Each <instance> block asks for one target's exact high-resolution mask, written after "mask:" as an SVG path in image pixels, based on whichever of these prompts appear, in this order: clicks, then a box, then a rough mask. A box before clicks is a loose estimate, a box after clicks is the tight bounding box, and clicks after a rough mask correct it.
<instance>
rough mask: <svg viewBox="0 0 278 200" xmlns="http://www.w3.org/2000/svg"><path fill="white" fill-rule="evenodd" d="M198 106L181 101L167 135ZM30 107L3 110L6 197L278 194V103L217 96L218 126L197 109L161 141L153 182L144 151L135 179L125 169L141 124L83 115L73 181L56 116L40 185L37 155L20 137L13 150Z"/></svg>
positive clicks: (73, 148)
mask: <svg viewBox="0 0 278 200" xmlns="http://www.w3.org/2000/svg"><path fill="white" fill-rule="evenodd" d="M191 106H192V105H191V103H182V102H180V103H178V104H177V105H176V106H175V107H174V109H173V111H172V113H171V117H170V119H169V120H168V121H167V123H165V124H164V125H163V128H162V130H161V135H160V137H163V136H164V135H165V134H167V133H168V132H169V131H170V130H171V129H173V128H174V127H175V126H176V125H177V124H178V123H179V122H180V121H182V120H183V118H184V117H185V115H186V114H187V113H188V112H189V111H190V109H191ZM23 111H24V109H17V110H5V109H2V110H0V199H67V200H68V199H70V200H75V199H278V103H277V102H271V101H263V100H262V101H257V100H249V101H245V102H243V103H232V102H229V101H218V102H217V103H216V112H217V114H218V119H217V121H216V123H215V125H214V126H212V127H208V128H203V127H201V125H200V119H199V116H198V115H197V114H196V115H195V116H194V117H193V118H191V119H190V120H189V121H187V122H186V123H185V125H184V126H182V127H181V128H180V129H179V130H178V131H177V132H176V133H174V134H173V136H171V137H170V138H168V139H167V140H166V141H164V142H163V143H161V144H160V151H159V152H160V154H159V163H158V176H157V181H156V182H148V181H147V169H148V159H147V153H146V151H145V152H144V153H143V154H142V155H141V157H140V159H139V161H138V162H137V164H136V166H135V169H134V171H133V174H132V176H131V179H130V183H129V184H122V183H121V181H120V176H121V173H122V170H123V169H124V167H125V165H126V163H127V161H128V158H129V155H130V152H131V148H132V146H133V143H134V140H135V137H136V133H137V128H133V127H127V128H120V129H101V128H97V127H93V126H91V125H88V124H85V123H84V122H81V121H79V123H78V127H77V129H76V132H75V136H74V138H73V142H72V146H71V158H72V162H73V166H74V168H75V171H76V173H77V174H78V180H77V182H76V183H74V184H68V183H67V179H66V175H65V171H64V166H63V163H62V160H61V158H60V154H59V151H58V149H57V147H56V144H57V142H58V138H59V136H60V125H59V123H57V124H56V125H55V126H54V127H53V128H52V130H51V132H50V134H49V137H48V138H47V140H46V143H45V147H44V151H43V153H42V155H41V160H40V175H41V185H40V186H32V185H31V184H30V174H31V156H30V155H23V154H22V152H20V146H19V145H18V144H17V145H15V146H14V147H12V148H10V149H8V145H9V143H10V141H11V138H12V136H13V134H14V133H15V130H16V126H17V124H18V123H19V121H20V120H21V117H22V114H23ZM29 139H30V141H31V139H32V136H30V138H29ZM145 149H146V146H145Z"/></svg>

* _Exercise_
Hand back the listing exactly. Include every line.

* _Solution to the exercise_
Each <instance> block asks for one target's exact high-resolution mask, written after "mask:" as an SVG path in image pixels, based on whichever of these prompts appear, in this order: clicks, then a box, then a rough mask. A box before clicks is a loose estimate, a box after clicks is the tight bounding box, and clicks after a rough mask correct it.
<instance>
rough mask: <svg viewBox="0 0 278 200" xmlns="http://www.w3.org/2000/svg"><path fill="white" fill-rule="evenodd" d="M198 106L181 101L167 135ZM30 107L3 110L6 197L278 194V103L217 96L218 126L197 109L161 141L153 182L144 151L135 179L125 169L141 124L83 115L73 181L56 116L40 185L37 155L20 137L13 150Z"/></svg>
positive clicks: (73, 148)
mask: <svg viewBox="0 0 278 200" xmlns="http://www.w3.org/2000/svg"><path fill="white" fill-rule="evenodd" d="M191 106H192V105H191V103H182V102H180V103H178V104H177V105H176V106H175V107H174V109H173V111H172V113H171V117H170V119H169V120H168V121H167V123H165V124H164V125H163V128H162V130H161V135H160V137H163V136H164V135H165V134H167V133H168V132H169V131H170V130H171V129H173V128H174V127H175V126H176V125H177V124H178V123H179V122H180V121H182V120H183V118H184V117H185V115H186V114H187V113H188V112H189V111H190V109H191ZM23 111H24V109H17V110H5V109H2V110H0V199H67V200H68V199H70V200H75V199H278V103H277V102H271V101H263V100H262V101H257V100H249V101H245V102H243V103H232V102H229V101H218V102H217V103H216V112H217V114H218V119H217V121H216V123H215V125H214V126H212V127H208V128H203V127H201V125H200V119H199V116H198V115H197V114H196V115H195V116H194V117H193V118H191V119H190V120H189V121H187V122H186V123H185V125H184V126H182V127H181V128H180V129H179V130H178V131H177V132H176V133H174V134H173V136H171V137H170V138H168V139H167V140H166V141H164V142H163V143H161V144H160V151H159V152H160V154H159V163H158V176H157V181H156V182H148V181H147V169H148V159H147V153H146V151H145V152H144V153H143V154H142V155H141V157H140V159H139V161H138V162H137V164H136V166H135V169H134V171H133V174H132V176H131V179H130V183H129V184H122V183H121V181H120V176H121V173H122V170H123V169H124V167H125V165H126V163H127V161H128V158H129V155H130V152H131V148H132V146H133V143H134V140H135V137H136V133H137V128H133V127H127V128H120V129H101V128H97V127H93V126H91V125H88V124H85V123H84V122H81V121H79V123H78V127H77V129H76V132H75V136H74V138H73V142H72V146H71V158H72V162H73V166H74V168H75V171H76V173H77V174H78V180H77V182H76V183H74V184H68V183H67V179H66V175H65V171H64V166H63V163H62V160H61V158H60V154H59V151H58V149H57V147H56V144H57V142H58V138H59V136H60V125H59V123H57V124H56V125H55V126H54V127H53V128H52V130H51V132H50V134H49V137H48V138H47V140H46V143H45V147H44V151H43V153H42V155H41V160H40V175H41V185H40V186H32V185H31V184H30V174H31V156H30V155H23V154H22V152H20V146H19V145H18V144H17V145H15V146H14V147H12V148H10V149H8V145H9V143H10V141H11V138H12V136H13V134H14V133H15V130H16V126H17V124H18V123H19V121H20V120H21V117H22V114H23ZM29 139H30V141H31V139H32V136H30V138H29ZM145 149H146V146H145Z"/></svg>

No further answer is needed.